Given data section start

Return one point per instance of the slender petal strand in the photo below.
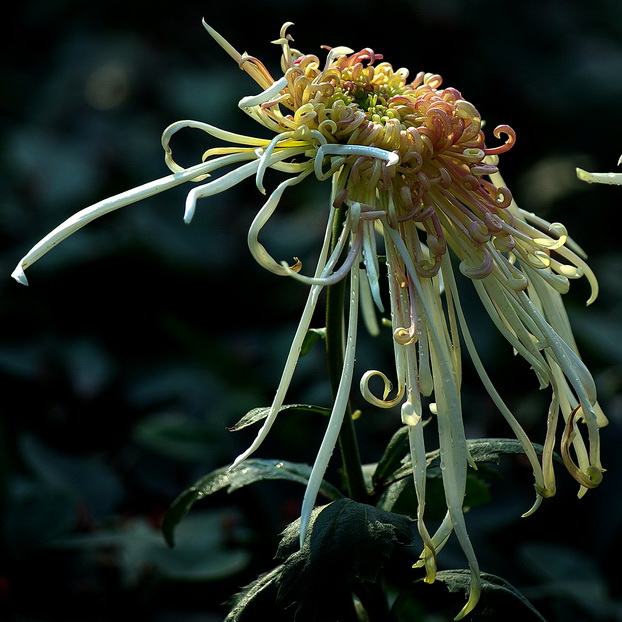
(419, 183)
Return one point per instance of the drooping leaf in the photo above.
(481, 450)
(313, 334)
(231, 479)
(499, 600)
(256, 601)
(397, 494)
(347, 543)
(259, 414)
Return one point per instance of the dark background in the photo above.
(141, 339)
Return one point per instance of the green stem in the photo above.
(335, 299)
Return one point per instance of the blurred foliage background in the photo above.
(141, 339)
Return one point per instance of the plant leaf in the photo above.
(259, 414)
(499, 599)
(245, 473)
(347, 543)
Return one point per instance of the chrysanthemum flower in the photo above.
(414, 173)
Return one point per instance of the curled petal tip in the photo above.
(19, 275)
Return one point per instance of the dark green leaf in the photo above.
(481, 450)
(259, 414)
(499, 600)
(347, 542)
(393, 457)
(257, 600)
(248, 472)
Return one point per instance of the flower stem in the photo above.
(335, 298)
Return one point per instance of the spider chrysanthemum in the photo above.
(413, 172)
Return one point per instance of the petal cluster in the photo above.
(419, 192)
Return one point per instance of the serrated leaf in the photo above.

Given data section end

> About this exercise: The required output is every line from the one that holds "Return one point per instance of the spider" through the last line of the listing above, retyped exactly and with nothing else.

> The completed task:
Return one point per instance of the spider chrysanthemum in the photo above.
(413, 172)
Return one point per instance of the petal cluster in the photo above.
(419, 192)
Return one point per instance of the serrated leaf in the photo above.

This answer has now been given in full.